### SUPPLIED ENTRIES
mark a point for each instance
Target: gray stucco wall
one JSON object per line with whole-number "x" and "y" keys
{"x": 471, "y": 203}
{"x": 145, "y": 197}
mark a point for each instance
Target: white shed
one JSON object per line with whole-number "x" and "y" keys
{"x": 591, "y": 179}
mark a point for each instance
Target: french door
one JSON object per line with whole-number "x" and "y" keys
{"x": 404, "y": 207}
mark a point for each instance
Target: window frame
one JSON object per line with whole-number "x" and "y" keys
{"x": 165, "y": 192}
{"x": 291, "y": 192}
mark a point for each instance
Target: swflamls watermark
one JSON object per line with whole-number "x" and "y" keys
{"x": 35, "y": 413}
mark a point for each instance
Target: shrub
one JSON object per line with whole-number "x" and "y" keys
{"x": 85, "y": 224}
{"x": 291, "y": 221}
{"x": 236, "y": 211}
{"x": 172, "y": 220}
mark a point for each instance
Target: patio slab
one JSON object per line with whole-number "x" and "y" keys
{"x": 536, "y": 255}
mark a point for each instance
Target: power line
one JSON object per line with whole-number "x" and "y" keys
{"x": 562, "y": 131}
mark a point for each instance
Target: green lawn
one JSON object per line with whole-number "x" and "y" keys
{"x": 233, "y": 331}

### TASK TO COMPLETE
Copy every line of the data above, requests included, and multiply each x and y coordinate in the answers by 0.6, rounding to whole numbers with halves going up.

### ANSWER IN FULL
mark a point for each instance
Target: gray stucco wall
one JSON object per line with whole-number "x" and "y" keys
{"x": 283, "y": 122}
{"x": 87, "y": 118}
mark a point for each instance
Target: white shed
one JSON object per line with whole-number "x" and "y" keys
{"x": 355, "y": 107}
mark a point for each instance
Target: french door
one JSON object per line with whole-number "x" and "y" keys
{"x": 242, "y": 124}
mark a point for each instance
Target: window frame
one JSON object per line with whole-number "x" and "y" keys
{"x": 99, "y": 115}
{"x": 175, "y": 115}
mark a point for each instance
Target: swflamls watermark
one JSON object per line with whole-number "x" and "y" keys
{"x": 21, "y": 248}
mark a point for each instance
Target: shrub
one JSON object per line with whole-number "x" and "y" keys
{"x": 51, "y": 134}
{"x": 175, "y": 133}
{"x": 142, "y": 127}
{"x": 103, "y": 132}
mark a point for each instance
Target: patio slab
one JSON object per line with whole-number "x" and "y" keys
{"x": 322, "y": 153}
mark a point for each instance
Target: power line
one JSON object per line with whole-number "x" and "y" keys
{"x": 337, "y": 79}
mark a point for each instance
Target: green lawn
one JSON object per line with whole-number "x" and "y" keys
{"x": 140, "y": 199}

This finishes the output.